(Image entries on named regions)

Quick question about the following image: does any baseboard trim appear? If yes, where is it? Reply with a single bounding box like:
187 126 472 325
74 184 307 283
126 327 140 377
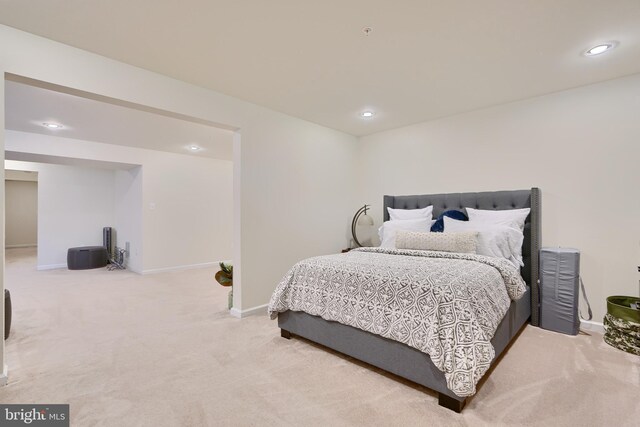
36 264 67 271
0 365 9 387
580 319 604 334
230 304 269 319
142 261 218 274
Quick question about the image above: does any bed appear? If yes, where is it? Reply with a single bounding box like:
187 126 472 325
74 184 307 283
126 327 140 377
270 188 541 412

EXERCISE: Transcribe the rows word for word, starting at the line that contains "Quick question about the image" and stopping after the last line of the rows.

RESULT OF THE TASK:
Quick question about the image above: does any bed appear? If yes, where is it? Reply with a single bounding box like:
187 126 472 325
74 184 307 283
126 327 140 377
270 188 541 412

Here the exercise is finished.